The task: Please count how many lines in the items below contain the word "target", treating uppercase and lowercase letters as different, and reply with the number alone.

Data listing:
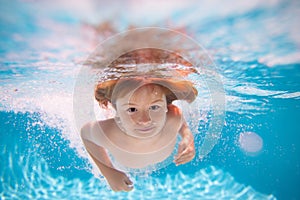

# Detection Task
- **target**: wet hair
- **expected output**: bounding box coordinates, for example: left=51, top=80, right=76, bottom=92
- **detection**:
left=95, top=48, right=198, bottom=108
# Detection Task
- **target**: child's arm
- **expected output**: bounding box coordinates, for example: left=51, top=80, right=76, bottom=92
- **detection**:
left=83, top=139, right=133, bottom=191
left=174, top=119, right=195, bottom=165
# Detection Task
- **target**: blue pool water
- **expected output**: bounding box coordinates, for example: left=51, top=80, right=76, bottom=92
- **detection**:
left=0, top=0, right=300, bottom=199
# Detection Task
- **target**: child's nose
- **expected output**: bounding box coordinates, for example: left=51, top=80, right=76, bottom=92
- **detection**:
left=138, top=111, right=151, bottom=125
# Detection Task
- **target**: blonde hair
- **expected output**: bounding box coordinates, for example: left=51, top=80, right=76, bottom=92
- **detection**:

Response to this exercise: 5